GETOONDE TEKST.

ECLI:NL:TGDKG:2016:145 kamer voor gerechtsdeurwaarders Amsterdam GDW verzet 443.2016

ECLI: ECLI:NL:TGDKG:2016:145
Datum uitspraak: 11-11-2016
Datum publicatie: 23-12-2016
Zaaknummer(s): GDW verzet 443.2016
Onderwerp: Ambtshandelingen (art. 2 Gdw)
Beslissingen:
Inhoudsindicatie:   Beslissing op verzet. De kamer is het met de beslissing van de voorzitter eens. Het verzet wordt ongegrond verklaard.

KAMER VOOR GERECHTSDEURWAARDERS TE AMSTERDAM

Beslissing van 11 november 2016 zoals bedoeld in artikel 39, vierde lid, van de Gerechtsdeurwaarderswet inzake de beschikking van 12 april 2016 met zaaknummer 188.2016 en het daartegen ingestelde verzet met zaaknummer 443.2016 ingesteld door:

[     ] ,

wonende te [     ],

klaagster,

gemachtigde [     ],

tegen:

[     ] ,

toegevoegd kandidaat-gerechtsdeurwaarder te [     ],

beklaagde,

gemachtigde [     ].

1. Ontstaan en verloop van de procedure

Bij brief met bijlagen van 5 december 2015 heeft klaagster een klacht ingediend tegen beklaagde, hierna: de gerechtsdeurwaarder.

Bij brief van 18 februari 2016 heeft de gerechtsdeurwaarder een verweerschrift ingediend. Bij beslissing van 12 april 2016 heeft de voorzitter de klacht als zijnde kennelijk ongegrond afgewezen. Klaagster is een afschrift van de beslissing van de voorzitter toegezonden bij brief van 22 april 2016. Bij email van 6 mei 2016 heeft klaagster verzet ingesteld tegen de beslissing van de voorzitter op nader aan te voeren gronden. Bij brief van 19 mei 2016 heeft klaagster de gronden van het verzet ingediend. Het verzetschrift is behandeld ter openbare zitting van 30 september 2016 alwaar klaagster, haar gemachtigde en de gemachtigde van de gerechtsdeurwaarder zijn verschenen. Van de behandeling ter zitting is proces-verbaal opgemaakt. De uitspraak is bepaald op 11 november 2016.

2. De ontvankelijkheid van het verzet

Klaagster heeft verzet ingesteld binnen veertien dagen na de dag van verzending van een afschrift van voormelde beslissing van de voorzitter, zodat zij in het verzet kan worden ontvangen.

GEËXTRAHEERDE GEGEVENS.
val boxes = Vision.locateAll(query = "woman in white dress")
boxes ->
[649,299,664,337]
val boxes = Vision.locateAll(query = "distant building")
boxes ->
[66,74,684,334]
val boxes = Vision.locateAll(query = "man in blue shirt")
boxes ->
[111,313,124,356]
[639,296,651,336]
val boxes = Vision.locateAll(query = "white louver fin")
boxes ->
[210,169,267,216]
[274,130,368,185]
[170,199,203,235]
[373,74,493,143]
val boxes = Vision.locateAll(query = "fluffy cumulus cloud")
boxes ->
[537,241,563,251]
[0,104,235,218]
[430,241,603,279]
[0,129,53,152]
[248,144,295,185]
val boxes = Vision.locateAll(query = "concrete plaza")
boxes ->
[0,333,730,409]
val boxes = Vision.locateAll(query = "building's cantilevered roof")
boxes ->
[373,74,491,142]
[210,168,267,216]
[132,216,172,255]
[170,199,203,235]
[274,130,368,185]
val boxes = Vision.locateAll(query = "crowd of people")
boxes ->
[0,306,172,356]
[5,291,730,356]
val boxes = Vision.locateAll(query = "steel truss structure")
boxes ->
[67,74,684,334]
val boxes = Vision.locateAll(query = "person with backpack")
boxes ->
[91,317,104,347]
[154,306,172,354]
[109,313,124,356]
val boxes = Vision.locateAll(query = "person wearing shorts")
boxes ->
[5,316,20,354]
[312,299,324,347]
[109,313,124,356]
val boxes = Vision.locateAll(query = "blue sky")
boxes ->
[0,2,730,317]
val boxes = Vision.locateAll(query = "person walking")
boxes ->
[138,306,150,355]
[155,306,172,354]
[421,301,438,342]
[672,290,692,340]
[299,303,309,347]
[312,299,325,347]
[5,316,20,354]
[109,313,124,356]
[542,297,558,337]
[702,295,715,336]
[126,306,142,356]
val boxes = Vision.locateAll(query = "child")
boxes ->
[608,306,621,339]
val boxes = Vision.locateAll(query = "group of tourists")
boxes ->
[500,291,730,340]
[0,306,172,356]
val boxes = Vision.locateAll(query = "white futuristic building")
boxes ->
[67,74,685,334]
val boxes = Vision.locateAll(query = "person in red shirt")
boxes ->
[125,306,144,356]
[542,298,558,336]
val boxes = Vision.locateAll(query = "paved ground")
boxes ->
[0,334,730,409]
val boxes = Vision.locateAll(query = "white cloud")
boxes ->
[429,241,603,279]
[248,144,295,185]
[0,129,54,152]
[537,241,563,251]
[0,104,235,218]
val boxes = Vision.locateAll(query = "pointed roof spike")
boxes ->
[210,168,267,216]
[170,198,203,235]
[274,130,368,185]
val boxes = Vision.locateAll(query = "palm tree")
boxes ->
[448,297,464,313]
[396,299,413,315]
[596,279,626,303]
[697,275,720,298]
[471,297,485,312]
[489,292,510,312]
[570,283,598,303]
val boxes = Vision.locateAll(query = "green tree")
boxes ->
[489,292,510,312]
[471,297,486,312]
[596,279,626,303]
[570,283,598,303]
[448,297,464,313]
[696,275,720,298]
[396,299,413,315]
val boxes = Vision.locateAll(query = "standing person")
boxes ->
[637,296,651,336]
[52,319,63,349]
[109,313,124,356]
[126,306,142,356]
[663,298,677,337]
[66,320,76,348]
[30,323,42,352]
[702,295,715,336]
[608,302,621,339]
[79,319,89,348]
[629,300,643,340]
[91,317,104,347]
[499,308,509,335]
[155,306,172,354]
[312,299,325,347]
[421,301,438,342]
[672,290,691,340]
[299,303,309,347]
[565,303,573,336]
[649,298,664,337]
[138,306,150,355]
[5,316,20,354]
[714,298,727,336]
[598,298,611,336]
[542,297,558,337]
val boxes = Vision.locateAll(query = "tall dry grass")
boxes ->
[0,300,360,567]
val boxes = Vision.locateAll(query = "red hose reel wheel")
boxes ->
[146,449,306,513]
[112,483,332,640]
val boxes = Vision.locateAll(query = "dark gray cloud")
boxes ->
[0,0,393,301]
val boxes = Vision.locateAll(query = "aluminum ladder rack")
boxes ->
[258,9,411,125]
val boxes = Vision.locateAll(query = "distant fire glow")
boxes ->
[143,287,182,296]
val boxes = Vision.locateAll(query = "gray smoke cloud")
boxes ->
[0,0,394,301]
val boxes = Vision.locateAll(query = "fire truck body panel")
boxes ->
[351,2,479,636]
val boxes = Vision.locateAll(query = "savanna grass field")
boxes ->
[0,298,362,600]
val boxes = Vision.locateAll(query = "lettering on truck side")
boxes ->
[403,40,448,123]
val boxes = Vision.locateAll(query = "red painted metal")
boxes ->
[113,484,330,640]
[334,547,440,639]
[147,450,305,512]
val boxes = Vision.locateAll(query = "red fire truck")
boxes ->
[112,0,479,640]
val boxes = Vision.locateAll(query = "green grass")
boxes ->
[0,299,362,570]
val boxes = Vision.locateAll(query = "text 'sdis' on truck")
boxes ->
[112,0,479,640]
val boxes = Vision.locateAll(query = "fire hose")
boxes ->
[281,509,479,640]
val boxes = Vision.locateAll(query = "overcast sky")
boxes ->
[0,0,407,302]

OPDRACHT.
Wat vermeldt de beslissing van de kamer voor gerechtsdeurwaarders over het volgende?
(a) Op welke datum diende klaagster haar klacht in?
(b) Op welke datum werd het verzetschrift ter openbare zitting behandeld?
(c) Binnen welke termijn stelde klaagster verzet in?
De records zijn afzonderlijk materiaal en staan los van de tekst.

ANTWOORD.
(a) Bij brief met bijlagen van 5 december 2015.
(b) Op 30 september 2016.
(c) Binnen veertien dagen na de dag van verzending van een afschrift van de beslissing van de voorzitter.